Reproduce verbatim the rows below, starting at the line containing "of the reflective" and ending at the line containing "column 550, row 523", with both of those lines included.

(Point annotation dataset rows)
+ + +

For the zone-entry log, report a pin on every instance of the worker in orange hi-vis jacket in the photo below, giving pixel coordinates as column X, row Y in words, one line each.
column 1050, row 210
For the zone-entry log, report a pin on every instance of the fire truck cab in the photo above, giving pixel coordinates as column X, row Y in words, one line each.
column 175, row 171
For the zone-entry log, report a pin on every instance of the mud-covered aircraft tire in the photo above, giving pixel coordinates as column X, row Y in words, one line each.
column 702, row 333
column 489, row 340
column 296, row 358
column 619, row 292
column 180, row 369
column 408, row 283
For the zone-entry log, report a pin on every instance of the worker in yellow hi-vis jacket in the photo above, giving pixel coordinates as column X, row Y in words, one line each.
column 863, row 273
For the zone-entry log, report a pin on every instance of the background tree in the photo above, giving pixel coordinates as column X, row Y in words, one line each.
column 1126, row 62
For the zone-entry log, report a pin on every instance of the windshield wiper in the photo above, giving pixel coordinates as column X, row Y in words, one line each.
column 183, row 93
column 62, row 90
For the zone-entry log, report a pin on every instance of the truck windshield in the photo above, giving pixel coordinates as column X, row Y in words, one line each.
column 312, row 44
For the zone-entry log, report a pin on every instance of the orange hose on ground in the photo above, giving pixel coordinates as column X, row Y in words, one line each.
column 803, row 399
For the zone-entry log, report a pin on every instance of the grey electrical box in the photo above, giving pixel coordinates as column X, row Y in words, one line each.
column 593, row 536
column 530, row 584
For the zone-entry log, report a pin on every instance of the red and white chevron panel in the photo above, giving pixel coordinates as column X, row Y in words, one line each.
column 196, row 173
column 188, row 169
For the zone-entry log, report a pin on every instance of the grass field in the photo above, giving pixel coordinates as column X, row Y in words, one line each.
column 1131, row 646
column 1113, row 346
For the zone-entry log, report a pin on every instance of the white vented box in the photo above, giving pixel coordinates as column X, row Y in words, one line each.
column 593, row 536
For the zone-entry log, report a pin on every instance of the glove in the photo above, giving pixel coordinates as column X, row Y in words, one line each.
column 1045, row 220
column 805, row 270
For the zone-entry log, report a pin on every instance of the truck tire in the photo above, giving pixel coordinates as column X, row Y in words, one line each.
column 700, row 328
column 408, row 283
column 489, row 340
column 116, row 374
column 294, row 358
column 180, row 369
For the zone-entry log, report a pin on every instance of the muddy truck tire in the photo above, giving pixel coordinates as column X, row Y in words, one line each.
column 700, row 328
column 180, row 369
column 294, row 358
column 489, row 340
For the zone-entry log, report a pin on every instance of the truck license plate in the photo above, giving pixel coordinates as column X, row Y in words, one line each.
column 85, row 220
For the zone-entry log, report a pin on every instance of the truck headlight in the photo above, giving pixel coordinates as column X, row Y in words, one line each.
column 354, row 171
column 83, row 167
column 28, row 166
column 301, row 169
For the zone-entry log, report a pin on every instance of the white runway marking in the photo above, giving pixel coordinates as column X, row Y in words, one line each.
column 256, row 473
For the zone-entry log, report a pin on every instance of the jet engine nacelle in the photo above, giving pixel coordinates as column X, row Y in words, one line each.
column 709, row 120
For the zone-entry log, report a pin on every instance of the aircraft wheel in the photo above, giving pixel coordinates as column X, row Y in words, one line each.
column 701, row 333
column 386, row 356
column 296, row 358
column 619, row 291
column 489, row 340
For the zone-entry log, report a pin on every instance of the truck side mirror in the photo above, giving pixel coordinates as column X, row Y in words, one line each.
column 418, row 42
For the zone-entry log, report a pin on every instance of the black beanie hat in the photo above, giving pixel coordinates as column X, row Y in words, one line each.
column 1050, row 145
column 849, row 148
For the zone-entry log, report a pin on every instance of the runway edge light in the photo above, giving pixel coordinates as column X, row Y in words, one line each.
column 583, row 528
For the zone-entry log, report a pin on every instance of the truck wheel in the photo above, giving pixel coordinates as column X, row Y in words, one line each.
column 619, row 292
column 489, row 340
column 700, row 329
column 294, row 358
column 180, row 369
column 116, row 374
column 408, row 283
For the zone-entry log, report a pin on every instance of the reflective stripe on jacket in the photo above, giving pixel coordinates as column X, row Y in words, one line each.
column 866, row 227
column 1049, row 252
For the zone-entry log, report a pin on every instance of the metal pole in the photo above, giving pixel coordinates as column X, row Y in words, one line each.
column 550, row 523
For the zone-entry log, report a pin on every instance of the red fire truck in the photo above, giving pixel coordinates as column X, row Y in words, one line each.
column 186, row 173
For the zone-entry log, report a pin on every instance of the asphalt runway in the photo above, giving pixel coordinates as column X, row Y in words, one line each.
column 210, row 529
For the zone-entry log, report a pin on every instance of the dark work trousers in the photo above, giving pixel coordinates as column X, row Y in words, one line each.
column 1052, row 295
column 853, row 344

+ + +

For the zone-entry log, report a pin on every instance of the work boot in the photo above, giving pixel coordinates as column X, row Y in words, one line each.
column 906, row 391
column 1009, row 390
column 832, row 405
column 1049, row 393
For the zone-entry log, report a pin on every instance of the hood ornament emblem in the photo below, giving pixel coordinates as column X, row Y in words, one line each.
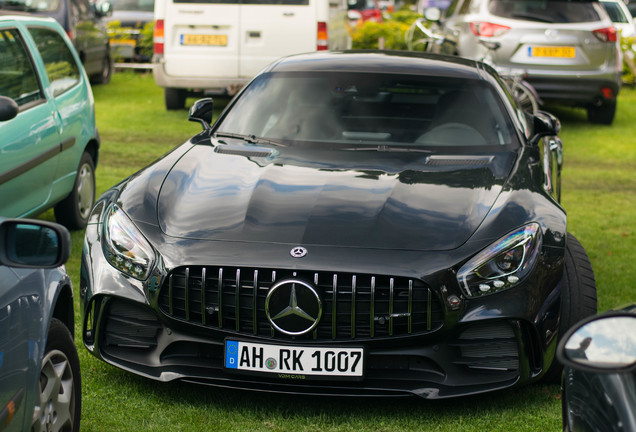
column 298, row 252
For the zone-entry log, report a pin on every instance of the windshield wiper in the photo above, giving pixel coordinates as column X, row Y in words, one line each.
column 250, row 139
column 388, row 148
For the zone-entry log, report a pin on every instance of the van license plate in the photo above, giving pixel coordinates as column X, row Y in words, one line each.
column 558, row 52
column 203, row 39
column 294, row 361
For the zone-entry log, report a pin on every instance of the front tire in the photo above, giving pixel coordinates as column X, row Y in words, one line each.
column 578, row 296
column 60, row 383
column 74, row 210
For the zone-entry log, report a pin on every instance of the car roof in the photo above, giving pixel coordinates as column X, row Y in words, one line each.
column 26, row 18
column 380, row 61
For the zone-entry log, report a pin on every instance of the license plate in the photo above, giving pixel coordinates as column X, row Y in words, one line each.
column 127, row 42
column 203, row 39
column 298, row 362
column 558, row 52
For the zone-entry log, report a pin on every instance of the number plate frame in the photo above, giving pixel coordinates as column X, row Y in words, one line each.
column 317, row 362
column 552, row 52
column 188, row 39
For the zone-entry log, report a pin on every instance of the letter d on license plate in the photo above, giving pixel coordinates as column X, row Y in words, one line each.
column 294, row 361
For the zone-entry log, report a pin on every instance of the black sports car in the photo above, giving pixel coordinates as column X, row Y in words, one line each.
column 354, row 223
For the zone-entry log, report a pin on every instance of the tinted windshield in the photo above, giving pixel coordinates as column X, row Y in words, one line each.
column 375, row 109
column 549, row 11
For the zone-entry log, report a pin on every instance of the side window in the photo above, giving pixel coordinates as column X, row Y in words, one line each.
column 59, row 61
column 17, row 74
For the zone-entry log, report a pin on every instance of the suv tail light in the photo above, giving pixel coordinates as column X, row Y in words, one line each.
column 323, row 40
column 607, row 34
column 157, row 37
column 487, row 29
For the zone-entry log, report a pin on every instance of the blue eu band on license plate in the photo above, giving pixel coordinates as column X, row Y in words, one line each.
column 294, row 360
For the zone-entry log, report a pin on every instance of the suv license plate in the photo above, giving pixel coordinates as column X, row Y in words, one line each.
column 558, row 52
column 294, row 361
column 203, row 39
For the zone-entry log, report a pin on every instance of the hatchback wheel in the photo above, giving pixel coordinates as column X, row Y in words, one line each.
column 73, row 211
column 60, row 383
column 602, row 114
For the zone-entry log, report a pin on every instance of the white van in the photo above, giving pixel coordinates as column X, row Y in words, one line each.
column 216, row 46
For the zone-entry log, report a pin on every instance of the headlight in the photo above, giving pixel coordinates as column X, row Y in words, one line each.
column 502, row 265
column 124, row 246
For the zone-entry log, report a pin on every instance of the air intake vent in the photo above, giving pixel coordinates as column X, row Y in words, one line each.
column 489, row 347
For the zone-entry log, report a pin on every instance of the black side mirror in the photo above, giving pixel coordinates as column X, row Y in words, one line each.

+ + +

The output:
For the zone-entry log, report a pin on every instance of the reflective stripe on jacket in the photo above, giving pixel coordinates as column X, row Y in words, one line each.
column 866, row 227
column 1049, row 252
For the zone-entry log, report a pin on every instance of the metal pole in the photo above, giving pixel coordinates as column X, row Y in words, one line each.
column 550, row 523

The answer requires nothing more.